▸ **Task statement**
Among the lines below, how many have the string "cumulus" in them? Only the number is wanted.

BEGIN Material provided

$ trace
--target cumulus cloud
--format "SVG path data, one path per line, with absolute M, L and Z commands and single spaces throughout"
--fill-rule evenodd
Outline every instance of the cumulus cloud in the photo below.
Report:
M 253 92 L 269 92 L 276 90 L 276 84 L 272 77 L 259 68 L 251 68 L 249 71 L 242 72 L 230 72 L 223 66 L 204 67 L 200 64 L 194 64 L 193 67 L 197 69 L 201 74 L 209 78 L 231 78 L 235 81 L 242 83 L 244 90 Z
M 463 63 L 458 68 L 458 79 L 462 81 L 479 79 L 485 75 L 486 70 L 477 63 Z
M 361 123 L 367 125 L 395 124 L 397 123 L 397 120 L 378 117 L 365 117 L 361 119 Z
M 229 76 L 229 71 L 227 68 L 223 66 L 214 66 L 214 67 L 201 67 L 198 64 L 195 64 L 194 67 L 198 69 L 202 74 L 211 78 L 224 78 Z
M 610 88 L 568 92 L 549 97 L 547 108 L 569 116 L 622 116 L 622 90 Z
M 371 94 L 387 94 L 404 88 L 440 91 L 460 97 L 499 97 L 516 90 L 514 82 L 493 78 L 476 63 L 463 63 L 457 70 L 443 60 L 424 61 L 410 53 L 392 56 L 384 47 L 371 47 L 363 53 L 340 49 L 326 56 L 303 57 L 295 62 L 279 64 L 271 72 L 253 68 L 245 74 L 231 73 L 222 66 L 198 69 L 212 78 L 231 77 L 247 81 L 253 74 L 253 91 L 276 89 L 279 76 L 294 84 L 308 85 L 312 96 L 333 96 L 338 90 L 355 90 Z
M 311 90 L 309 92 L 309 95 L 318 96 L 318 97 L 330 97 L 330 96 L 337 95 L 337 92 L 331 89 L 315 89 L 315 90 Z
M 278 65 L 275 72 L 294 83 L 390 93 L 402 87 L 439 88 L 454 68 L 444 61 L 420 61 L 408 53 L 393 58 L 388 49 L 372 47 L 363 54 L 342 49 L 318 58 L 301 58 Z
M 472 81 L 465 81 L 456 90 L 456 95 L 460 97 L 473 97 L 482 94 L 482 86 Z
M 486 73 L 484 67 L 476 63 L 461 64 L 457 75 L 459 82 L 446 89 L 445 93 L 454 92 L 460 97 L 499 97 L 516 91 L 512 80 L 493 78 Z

END Material provided

▸ **Reply**
2